§ **Wiersze danych**
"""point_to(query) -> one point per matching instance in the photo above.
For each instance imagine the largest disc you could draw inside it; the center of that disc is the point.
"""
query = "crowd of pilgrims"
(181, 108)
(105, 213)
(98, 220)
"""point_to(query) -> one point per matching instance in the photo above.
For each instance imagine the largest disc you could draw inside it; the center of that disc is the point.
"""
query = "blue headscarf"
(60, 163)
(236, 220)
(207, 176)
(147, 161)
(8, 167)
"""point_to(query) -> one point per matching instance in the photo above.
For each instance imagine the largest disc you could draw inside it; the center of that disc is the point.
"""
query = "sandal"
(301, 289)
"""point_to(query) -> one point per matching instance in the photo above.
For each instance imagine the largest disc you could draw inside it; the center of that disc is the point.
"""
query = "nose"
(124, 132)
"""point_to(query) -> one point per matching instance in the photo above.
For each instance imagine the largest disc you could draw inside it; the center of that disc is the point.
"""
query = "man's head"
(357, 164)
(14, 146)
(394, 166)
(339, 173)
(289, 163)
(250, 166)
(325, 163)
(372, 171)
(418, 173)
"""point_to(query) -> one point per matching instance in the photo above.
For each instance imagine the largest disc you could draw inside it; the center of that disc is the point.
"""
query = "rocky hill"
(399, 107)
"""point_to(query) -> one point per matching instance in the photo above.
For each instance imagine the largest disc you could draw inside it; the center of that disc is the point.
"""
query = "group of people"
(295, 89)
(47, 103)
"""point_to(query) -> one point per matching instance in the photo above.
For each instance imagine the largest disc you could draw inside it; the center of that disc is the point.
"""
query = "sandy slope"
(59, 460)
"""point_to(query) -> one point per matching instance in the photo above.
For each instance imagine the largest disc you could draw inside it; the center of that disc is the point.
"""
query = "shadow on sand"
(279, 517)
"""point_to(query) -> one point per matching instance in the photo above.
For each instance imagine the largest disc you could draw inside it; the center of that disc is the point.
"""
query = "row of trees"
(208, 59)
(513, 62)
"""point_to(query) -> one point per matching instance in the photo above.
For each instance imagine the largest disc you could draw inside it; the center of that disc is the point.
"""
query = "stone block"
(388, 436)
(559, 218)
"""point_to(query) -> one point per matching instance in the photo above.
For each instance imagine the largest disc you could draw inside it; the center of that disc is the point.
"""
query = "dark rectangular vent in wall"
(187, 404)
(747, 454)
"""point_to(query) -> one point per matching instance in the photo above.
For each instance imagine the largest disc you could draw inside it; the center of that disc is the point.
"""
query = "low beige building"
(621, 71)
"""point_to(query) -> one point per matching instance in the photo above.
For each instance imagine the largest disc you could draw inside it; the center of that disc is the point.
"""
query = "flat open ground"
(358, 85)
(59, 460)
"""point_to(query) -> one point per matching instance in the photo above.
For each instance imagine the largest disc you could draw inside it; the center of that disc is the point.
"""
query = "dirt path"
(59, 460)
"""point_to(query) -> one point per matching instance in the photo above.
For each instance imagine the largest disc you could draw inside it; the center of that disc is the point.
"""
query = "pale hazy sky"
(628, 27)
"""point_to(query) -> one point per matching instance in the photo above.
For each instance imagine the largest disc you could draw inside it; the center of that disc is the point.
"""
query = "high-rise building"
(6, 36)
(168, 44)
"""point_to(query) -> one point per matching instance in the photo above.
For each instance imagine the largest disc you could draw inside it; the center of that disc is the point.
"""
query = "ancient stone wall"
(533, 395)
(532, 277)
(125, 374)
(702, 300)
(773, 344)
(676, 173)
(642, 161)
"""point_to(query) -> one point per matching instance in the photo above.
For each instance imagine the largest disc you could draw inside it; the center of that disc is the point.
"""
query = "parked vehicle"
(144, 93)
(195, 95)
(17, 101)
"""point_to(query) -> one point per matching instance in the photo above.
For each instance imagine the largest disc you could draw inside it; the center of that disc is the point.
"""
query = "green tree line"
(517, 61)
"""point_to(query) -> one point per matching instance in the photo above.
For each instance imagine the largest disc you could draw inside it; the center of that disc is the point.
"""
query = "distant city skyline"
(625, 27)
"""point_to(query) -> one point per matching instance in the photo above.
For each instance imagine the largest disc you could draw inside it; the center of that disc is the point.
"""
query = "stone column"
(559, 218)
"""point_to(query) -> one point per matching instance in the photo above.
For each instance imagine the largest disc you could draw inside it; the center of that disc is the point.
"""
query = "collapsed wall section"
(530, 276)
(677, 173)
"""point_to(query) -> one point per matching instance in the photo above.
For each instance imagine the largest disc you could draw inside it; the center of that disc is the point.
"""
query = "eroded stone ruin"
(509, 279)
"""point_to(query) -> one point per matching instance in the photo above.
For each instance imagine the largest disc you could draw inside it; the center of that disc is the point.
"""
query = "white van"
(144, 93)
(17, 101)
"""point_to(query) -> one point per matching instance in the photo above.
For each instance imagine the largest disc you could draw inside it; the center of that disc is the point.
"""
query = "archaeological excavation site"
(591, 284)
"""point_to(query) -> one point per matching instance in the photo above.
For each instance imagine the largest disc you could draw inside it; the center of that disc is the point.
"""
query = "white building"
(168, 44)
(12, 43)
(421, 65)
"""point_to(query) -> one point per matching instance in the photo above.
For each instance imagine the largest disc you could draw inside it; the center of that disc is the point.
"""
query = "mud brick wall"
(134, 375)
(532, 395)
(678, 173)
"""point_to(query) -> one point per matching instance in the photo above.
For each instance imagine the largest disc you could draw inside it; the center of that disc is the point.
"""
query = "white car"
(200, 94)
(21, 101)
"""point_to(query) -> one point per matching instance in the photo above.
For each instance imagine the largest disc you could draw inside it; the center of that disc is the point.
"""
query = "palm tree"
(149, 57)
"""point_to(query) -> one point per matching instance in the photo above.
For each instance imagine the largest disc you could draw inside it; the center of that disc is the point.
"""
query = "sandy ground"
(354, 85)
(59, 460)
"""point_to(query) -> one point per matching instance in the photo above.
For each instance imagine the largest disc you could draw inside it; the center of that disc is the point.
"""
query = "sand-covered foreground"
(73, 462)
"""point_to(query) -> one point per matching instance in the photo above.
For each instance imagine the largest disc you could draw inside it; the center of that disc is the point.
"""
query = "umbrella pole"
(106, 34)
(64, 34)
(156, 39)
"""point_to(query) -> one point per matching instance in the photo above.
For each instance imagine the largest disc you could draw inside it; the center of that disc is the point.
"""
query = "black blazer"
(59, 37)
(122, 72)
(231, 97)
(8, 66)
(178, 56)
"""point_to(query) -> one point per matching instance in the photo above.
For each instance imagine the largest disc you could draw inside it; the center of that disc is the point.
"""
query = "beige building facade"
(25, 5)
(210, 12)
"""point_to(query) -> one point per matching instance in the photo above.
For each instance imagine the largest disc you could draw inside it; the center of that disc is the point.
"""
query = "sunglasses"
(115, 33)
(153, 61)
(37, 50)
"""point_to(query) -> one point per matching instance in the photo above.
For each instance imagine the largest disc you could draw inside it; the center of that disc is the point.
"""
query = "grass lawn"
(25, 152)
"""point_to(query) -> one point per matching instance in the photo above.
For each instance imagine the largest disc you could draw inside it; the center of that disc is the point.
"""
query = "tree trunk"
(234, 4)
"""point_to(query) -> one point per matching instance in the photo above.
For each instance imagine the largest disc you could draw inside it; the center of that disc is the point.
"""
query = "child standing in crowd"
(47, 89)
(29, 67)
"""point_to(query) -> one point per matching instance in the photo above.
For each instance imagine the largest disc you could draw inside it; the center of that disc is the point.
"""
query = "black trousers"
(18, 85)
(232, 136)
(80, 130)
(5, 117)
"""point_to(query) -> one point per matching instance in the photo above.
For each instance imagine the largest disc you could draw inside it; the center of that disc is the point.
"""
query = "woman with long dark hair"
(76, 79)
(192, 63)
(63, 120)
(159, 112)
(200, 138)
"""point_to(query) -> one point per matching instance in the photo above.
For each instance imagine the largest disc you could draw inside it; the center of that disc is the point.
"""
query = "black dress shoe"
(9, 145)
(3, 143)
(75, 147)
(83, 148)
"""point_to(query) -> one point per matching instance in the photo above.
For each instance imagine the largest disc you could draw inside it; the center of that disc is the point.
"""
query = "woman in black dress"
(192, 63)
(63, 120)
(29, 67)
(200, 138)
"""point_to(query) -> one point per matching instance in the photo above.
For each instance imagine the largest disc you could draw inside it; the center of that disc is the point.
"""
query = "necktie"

§ **Treść zadania**
Wybierz z pozycji powyżej każdy wiersz zawierający ciąg „crowd” i przepisz te wiersze bez zmian.

§ **Wynik poniżej**
query = "crowd of pilgrims"
query = "child standing in crowd"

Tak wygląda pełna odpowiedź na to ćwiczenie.